Exercício escrito 1: De acordo com o texto sobre a fome, há quase quantos anos o desemprego maltrata o país?

Texto selecionado:
|---|

Normalmente se costuma mostrar pela televisão a fome em outros estados. Esquecem de flagrar a fome na esquina de nossa rua, ou na capital paulista. Por que será? O metropolitanismo é lindo! É lindo sim! Mas, a exuberância, o luxo de grandes cidades européias não esconde, ou não procuram esconder nada que seja miserável, posto que não existe essa miserabilidade de barracos em cima de barracos, próximo a um córrego, que faz o trabalho de transportar o esgoto a céu aberto, porque o poder sequer se preocupa com a infra-estrutura sanitária.



A República deve lamentar muito a abolição do cativeiro, estrategicamente realizado pela Monarquia. A República tenta por todos os meios fazer dos cidadãos humildes, os novos cativos. Isto a gente não vê escrito por aí. Nem ouve ninguém dizer. Mas, percebe-se pelo comportamento típico dos políticos brasileiros. E também se percebe pelo número de esfomeados; pelo catastrófico desemprego que nos maltrata há quase quinze anos; pela falta de oportunidades; de crescimento econômico, que todos os governos sujeitam o nosso país.



Os desmaios são motivados pela fome, que por sua vez grassa em razão da péssima renda de que somos vítimas, em todo o país.

|---|

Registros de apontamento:
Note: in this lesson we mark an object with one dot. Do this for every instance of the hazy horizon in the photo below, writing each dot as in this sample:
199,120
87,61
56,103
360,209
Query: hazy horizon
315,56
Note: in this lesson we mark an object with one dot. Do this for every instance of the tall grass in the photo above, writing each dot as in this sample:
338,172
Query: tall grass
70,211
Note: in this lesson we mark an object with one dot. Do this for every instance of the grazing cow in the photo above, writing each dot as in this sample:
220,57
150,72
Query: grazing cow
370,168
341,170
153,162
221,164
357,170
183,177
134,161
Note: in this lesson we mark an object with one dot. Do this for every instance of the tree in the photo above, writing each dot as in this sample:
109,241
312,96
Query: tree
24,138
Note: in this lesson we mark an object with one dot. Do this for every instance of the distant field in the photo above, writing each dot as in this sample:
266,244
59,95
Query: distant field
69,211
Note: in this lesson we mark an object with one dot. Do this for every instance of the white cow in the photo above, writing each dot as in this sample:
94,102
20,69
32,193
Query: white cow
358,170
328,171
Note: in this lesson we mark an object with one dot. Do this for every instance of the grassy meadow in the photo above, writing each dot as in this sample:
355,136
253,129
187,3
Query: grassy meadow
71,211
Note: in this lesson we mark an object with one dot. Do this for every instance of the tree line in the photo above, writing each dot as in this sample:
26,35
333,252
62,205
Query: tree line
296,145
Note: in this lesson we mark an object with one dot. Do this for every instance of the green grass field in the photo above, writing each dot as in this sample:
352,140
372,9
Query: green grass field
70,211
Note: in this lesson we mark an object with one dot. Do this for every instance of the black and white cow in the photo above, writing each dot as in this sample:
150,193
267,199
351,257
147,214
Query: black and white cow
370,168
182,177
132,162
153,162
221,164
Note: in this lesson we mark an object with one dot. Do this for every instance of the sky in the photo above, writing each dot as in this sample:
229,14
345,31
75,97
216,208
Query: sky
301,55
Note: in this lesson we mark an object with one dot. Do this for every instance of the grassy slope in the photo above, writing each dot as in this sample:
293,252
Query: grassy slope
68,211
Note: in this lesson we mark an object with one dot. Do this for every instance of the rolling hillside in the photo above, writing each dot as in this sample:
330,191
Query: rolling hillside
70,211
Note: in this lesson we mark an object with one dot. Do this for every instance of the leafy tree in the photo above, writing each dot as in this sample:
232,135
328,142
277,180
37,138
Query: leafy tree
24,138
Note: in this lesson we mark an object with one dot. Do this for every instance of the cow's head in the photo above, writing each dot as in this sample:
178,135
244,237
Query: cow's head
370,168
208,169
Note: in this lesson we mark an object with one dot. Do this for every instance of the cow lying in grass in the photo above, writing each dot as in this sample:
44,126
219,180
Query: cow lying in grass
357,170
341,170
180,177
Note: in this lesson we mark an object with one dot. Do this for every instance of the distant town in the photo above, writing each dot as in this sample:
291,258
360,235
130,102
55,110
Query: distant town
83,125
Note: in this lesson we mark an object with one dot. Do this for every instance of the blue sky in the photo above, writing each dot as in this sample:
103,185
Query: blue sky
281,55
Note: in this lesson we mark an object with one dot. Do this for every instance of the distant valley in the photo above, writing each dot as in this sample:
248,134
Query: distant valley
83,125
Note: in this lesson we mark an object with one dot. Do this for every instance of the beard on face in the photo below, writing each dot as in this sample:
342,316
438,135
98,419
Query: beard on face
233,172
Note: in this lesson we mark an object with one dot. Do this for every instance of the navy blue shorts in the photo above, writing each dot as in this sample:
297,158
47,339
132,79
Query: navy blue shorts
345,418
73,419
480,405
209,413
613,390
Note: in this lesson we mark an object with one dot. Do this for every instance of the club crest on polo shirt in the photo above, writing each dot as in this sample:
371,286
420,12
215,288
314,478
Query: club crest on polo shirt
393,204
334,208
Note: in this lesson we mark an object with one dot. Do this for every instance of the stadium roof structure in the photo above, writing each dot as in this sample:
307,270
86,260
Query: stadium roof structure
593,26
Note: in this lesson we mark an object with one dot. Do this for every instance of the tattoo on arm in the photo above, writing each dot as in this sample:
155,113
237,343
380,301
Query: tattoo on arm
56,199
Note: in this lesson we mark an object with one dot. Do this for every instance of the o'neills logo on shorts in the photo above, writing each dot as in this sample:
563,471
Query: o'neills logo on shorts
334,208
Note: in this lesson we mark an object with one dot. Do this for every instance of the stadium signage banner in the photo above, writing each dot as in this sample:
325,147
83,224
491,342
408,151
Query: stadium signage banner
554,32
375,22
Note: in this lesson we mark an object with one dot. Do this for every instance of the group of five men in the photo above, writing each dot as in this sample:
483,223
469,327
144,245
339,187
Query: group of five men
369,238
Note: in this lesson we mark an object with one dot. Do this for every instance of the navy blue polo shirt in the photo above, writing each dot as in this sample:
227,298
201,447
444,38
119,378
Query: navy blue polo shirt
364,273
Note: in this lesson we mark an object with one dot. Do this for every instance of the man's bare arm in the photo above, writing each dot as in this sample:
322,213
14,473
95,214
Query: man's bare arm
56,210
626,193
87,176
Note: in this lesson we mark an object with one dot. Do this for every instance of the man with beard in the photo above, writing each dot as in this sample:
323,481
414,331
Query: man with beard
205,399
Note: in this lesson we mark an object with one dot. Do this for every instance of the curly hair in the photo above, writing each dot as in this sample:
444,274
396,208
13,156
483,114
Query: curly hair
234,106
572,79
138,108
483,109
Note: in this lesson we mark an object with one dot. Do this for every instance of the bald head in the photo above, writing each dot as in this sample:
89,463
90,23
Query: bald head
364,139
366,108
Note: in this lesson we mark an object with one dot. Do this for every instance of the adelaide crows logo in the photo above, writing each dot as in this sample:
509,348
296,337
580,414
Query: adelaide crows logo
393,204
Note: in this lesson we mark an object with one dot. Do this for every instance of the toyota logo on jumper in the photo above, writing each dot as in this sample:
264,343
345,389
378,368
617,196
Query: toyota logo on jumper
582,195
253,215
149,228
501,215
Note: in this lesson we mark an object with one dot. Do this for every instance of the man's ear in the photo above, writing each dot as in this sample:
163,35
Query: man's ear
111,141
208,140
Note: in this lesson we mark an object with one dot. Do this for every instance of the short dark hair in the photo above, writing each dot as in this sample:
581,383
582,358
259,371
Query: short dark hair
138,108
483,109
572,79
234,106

|---|

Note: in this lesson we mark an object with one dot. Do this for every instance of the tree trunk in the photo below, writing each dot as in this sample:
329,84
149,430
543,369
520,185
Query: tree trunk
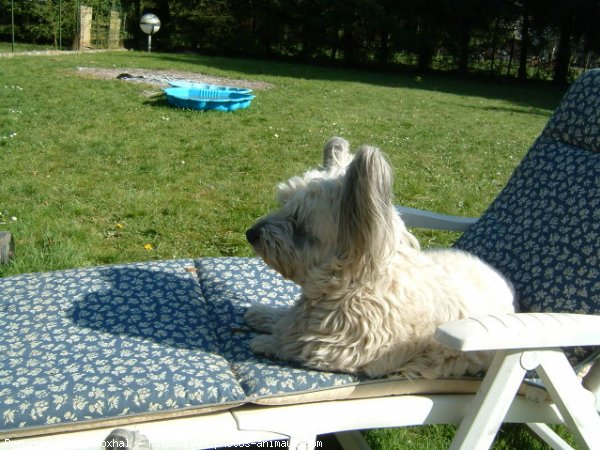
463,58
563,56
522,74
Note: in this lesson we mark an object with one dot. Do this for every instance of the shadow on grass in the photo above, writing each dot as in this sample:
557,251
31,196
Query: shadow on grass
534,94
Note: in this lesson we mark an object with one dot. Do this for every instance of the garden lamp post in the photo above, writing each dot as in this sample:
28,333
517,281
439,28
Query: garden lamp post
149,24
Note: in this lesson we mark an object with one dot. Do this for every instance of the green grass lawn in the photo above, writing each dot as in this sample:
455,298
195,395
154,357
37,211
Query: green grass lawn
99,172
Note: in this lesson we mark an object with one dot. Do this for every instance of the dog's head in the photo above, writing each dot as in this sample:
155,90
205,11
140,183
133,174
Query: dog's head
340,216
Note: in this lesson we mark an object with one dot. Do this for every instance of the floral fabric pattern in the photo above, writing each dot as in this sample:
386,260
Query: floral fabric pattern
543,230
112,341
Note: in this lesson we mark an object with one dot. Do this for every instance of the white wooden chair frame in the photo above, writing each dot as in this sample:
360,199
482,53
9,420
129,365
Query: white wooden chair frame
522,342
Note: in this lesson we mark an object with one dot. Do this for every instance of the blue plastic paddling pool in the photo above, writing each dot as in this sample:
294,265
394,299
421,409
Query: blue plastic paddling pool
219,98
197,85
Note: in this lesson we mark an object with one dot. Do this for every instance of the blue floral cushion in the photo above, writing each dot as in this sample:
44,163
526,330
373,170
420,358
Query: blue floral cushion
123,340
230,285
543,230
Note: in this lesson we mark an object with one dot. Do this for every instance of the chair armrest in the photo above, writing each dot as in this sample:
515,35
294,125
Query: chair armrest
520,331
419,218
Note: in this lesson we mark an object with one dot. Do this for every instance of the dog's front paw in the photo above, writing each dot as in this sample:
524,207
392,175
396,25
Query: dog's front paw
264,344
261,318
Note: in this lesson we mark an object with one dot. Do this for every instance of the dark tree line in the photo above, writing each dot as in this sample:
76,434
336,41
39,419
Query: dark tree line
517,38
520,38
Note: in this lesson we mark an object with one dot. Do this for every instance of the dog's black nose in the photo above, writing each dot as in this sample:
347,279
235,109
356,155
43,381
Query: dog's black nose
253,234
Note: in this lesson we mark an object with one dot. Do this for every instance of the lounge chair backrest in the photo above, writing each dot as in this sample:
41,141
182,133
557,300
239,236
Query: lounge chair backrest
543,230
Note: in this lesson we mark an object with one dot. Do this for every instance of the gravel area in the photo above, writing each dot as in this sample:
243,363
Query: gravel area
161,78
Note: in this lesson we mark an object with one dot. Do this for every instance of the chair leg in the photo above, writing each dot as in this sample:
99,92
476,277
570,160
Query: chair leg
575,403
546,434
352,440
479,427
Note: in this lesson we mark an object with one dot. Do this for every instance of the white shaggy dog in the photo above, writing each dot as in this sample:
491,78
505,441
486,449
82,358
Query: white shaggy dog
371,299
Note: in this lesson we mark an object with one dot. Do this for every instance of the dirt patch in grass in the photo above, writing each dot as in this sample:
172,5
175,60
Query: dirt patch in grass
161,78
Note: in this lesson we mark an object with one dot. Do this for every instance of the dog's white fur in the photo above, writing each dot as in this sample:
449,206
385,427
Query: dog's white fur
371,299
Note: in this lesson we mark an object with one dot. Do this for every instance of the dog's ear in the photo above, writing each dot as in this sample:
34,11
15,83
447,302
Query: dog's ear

|---|

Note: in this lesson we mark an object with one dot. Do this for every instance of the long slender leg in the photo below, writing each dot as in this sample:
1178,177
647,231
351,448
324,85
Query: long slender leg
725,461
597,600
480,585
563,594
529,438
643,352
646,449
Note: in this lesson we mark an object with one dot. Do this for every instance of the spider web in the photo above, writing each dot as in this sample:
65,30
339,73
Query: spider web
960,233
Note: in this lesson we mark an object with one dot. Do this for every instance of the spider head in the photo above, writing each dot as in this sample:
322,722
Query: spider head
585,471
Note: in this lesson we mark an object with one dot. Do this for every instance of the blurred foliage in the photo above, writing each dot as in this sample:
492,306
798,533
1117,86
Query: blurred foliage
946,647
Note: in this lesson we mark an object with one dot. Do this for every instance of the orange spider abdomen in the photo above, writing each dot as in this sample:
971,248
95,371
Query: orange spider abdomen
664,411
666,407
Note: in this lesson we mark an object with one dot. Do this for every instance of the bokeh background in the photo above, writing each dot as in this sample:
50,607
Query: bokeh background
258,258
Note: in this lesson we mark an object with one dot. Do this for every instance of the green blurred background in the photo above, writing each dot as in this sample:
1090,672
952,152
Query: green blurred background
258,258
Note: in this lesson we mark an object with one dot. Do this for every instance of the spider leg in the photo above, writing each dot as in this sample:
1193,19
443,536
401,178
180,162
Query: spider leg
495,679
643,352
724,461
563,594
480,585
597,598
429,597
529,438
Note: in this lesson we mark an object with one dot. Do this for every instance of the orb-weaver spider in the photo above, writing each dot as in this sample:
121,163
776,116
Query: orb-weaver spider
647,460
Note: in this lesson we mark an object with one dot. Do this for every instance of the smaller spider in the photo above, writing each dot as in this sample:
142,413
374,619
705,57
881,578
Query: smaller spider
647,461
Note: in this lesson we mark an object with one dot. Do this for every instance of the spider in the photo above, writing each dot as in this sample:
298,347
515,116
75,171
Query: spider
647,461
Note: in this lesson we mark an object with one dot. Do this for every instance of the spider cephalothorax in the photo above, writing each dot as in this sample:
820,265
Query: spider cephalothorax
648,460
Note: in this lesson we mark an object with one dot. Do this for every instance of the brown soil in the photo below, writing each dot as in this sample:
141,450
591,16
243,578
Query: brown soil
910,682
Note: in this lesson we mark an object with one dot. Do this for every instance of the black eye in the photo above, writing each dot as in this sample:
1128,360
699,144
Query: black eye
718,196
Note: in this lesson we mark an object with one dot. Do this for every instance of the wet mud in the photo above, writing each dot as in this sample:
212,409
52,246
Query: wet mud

|---|

Exercício escrito 2: Reescreva, nos registros, tudo desde a linha que contém "the dog's ear" até a linha que contém "Query: dog's ear", trocando "lesson" por "exercise" e deixando o resto igual.

Resposta completa 1: Há quase quinze anos.

Resposta completa 2:
Note: in this exercise we mark an object with one dot. Do this for every instance of the dog's ear in the photo above, writing each dot as in this sample:
34,11
15,83
447,302
Query: dog's ear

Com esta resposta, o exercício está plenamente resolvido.